MATERIAL FOR THIS EXERCISE:
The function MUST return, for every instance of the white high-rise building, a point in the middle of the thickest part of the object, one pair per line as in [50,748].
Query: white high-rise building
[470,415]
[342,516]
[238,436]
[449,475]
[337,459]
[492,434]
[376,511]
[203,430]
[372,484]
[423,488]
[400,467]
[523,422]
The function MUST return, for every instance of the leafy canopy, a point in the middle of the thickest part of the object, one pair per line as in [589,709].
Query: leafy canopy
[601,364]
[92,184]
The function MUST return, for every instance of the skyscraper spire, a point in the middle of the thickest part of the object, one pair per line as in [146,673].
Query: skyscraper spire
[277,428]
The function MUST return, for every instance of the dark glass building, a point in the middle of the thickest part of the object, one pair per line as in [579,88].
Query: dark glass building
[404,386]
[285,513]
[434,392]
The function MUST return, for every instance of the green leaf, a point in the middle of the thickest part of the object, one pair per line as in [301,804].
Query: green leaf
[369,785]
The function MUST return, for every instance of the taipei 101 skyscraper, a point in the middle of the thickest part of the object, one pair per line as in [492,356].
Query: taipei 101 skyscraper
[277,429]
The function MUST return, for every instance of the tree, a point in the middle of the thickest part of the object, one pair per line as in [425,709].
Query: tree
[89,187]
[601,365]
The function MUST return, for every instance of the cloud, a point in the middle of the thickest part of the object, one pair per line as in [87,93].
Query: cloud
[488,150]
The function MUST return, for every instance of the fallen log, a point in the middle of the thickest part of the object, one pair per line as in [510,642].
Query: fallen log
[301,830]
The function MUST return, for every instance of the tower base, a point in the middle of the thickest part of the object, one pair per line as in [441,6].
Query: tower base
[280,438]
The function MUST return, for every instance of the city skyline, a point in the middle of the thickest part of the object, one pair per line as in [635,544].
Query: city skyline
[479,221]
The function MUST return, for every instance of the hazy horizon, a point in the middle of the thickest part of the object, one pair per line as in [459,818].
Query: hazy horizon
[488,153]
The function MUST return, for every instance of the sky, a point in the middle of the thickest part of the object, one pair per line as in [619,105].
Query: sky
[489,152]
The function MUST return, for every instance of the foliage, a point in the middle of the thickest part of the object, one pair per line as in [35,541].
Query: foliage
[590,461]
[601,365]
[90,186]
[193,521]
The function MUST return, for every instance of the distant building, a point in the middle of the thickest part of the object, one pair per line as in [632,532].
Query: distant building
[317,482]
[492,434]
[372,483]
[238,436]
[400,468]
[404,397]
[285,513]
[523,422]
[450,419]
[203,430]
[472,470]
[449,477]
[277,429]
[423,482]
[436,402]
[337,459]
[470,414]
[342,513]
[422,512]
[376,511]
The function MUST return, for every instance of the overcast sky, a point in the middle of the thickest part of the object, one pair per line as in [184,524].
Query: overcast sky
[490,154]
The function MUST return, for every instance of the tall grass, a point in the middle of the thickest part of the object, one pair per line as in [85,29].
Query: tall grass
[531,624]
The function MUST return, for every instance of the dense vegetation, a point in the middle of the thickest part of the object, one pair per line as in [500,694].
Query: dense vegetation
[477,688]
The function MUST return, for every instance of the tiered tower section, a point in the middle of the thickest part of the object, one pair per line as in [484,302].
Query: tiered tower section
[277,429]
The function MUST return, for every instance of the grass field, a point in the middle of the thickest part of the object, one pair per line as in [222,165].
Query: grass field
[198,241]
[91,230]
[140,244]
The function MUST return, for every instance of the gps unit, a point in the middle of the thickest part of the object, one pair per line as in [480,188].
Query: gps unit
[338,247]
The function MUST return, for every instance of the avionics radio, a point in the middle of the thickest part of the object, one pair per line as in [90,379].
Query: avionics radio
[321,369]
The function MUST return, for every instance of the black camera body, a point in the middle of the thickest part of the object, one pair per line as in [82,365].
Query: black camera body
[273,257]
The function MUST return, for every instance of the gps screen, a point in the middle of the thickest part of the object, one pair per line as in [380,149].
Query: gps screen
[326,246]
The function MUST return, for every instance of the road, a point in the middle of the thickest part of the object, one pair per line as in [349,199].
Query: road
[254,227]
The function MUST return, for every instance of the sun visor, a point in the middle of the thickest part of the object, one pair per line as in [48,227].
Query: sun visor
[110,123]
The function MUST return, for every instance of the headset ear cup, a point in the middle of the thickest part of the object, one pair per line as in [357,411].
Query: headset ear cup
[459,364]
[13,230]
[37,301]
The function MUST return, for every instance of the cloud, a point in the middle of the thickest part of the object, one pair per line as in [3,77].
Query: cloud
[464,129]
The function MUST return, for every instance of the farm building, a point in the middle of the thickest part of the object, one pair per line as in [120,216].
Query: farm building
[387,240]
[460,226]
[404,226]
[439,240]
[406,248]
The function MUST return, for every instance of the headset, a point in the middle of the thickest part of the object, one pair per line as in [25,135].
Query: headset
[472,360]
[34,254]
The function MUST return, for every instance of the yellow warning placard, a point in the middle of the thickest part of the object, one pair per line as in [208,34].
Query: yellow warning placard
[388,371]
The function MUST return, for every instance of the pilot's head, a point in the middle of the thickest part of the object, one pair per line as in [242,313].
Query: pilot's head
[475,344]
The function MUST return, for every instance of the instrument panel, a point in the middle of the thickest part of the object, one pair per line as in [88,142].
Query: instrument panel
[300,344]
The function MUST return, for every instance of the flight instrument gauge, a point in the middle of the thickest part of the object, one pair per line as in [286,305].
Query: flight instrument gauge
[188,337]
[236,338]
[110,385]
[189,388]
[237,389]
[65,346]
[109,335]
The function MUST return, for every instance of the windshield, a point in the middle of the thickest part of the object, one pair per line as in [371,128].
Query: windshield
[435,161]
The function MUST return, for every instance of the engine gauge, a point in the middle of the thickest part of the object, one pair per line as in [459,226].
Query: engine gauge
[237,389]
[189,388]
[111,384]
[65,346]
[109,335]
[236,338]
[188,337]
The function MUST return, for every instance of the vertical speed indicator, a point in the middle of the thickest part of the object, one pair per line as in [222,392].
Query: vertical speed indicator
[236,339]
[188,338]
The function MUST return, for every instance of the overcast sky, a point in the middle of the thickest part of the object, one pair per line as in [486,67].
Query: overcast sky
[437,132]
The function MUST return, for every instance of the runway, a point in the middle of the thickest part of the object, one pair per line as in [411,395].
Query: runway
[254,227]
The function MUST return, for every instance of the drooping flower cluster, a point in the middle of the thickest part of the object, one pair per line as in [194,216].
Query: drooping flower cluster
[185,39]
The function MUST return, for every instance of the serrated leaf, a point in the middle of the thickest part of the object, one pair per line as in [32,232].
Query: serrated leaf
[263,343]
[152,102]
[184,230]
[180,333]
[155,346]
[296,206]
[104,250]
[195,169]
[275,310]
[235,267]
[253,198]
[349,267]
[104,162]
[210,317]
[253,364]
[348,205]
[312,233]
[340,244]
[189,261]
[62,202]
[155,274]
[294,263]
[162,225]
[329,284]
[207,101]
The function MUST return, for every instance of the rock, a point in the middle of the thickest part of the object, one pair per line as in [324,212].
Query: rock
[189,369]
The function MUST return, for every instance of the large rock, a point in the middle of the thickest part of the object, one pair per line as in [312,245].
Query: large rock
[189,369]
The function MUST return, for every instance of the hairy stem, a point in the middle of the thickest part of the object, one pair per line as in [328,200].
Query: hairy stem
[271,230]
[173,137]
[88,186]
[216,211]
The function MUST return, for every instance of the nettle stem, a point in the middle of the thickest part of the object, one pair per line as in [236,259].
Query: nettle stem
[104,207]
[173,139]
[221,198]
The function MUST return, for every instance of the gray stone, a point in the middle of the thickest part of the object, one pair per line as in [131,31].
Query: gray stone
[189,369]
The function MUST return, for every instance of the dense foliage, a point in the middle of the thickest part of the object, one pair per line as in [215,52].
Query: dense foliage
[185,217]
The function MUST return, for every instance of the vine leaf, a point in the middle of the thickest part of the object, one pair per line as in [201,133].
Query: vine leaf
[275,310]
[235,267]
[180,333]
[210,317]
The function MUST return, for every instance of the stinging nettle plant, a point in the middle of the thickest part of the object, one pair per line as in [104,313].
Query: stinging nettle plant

TASK REQUIREMENTS: For the material above, state the number of lines that include the word "stinging". Leave out everything else.

RESULT FOR THIS EXERCISE: 2